— Metin bölümü —

──────────

Herkes için, her bakımdan en güzel örnek olan Peygamber -sallâllâhu aleyhi ve sellem- Efendimiz; insan tâlim ve terbiyesinde de kâ‘bına varılamaz, en üstün rehberdir. «Muallim olarak gönderildiğini» ifade buyuran O Varlık Nûru; kısacık irşad müddetinde, câhiliyye devri yaşayan süflî bir cemiyeti, «asr-ı saâdet»e kanatlandırmıştı. Ulemâ; sadece bu inkılâbın bile, O -sallâllâhu aleyhi ve sellem-’in peygamberliğine delil olarak yeteceğini belirtir. Rabbinin terbiyesiyle kemâle eren bu en üstün ilâhî kılavuzun izini süren ashâb-ı kiram hazerâtı ve onları takipçileri de; bu mübârek devrin rahmet esintilerini, dalga dalga sonraki devirlere ulaştırmışlardır. Tarih; yanlış kılavuzların peşine takılanların ise, nasıl hüsrandan hüsrâna sürüklendiklerinin şahididir.
İlmin vakarını koruma ve ihlâsı muhafaza hususu, Kur’ân-ı Kerim’de;
“…Benim âyetlerimi az bir menfaate değişmeyin…” (el-Bakara, 41) beyanıyla yer alır. Hadîs-i şerifte de;
“Din bilgilerini dünya menfaati için öğrenenlere, ilmini parayla değişenlere; kıyâmette ateşten gömlek giydirilir.” (Deylemî) buyurulur.
Bel‘am bin Baûra’nın hazin âkıbeti, ilmini dünya menfaati için satmanın ibretli bir neticesidir. Diğer taraftan, sultanın zulmüne âlet olmamak için, kadılık teklifini reddeden ve bu sebeple zindanda işkence ile can verme bedeline râzı olan İmâm-ı Âzam Hazretleri; yetiştirdiği âlimlerle beraber, ilim semâsının parlayan yıldızlarındandır.

──────────

— Kayıt alıntıları —
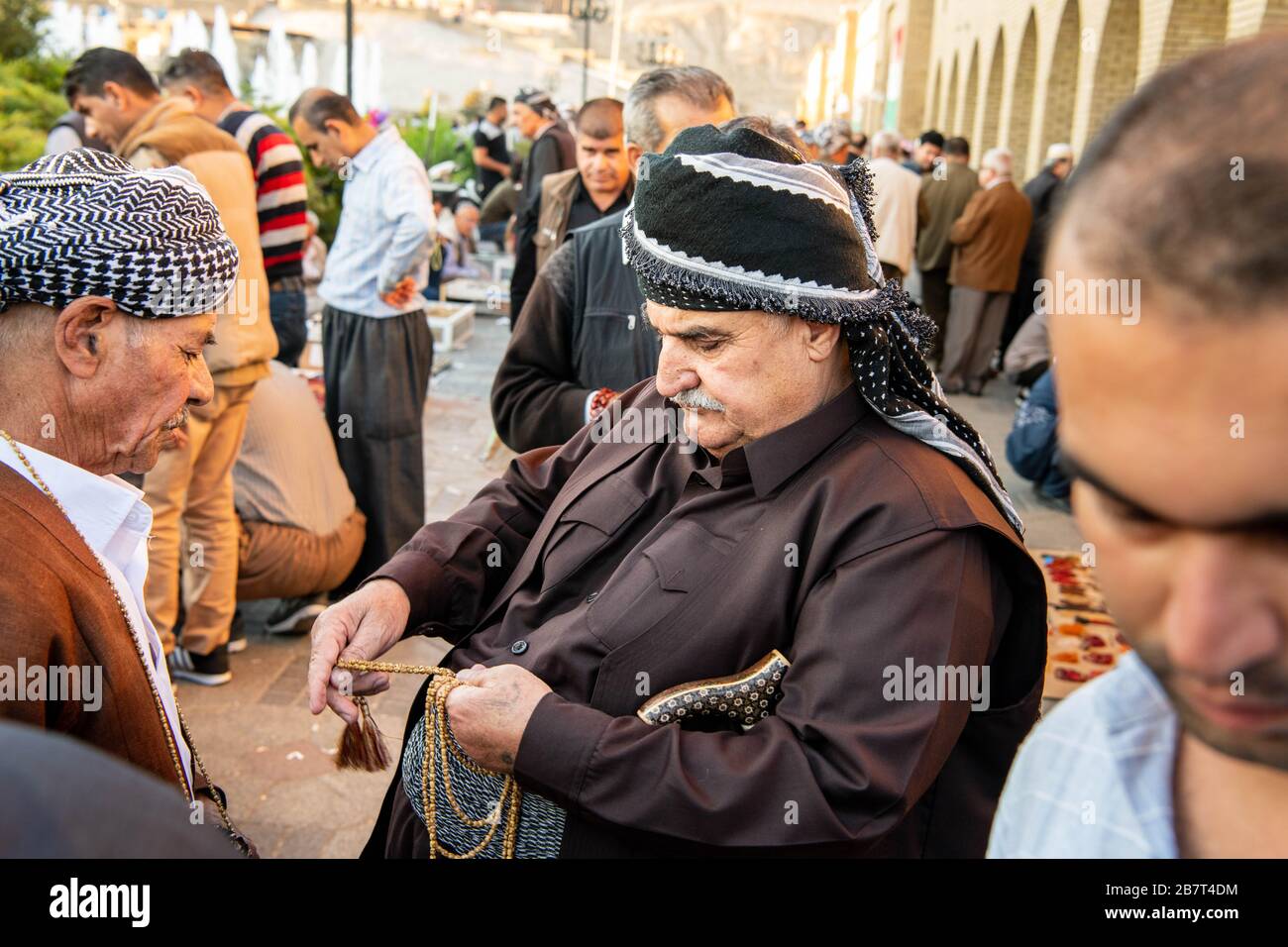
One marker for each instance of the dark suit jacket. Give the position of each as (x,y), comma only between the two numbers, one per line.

──────────

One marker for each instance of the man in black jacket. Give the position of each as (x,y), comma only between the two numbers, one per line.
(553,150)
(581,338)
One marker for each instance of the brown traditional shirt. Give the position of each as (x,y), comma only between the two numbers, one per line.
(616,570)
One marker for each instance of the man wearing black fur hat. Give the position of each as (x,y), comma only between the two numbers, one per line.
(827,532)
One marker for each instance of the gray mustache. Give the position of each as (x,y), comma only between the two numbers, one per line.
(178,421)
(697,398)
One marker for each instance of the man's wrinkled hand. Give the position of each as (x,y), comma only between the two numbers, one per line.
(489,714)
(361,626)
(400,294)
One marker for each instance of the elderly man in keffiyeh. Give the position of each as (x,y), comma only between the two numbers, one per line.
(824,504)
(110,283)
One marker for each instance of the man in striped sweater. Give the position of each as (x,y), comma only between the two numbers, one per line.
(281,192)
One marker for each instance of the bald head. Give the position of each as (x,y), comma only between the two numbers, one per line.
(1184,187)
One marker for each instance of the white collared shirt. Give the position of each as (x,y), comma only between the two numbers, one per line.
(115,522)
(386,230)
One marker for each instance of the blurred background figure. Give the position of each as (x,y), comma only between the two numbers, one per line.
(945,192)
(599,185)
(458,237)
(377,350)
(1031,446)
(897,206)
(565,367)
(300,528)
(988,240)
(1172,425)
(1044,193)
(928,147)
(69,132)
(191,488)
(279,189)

──────────

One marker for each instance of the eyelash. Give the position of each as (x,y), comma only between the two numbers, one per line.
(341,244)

──────────

— Yapılacak işler —
a) Metin bölümüne göre İmâm-ı Âzam kadılık teklifini hangi sebeple reddetmiştir?
b) Metin bölümünde "İlmin vakarını koruma" sözlerinden "semâsının parlayan yıldızlarındandır." sözlerine kadar uzanan her şeyi aynen geri verin.

— Alıştırma cevapları —
a) Sultanın zulmüne âlet olmamak için.

b)
İlmin vakarını koruma ve ihlâsı muhafaza hususu, Kur’ân-ı Kerim’de;
“…Benim âyetlerimi az bir menfaate değişmeyin…” (el-Bakara, 41) beyanıyla yer alır. Hadîs-i şerifte de;
“Din bilgilerini dünya menfaati için öğrenenlere, ilmini parayla değişenlere; kıyâmette ateşten gömlek giydirilir.” (Deylemî) buyurulur.
Bel‘am bin Baûra’nın hazin âkıbeti, ilmini dünya menfaati için satmanın ibretli bir neticesidir. Diğer taraftan, sultanın zulmüne âlet olmamak için, kadılık teklifini reddeden ve bu sebeple zindanda işkence ile can verme bedeline râzı olan İmâm-ı Âzam Hazretleri; yetiştirdiği âlimlerle beraber, ilim semâsının parlayan yıldızlarındandır.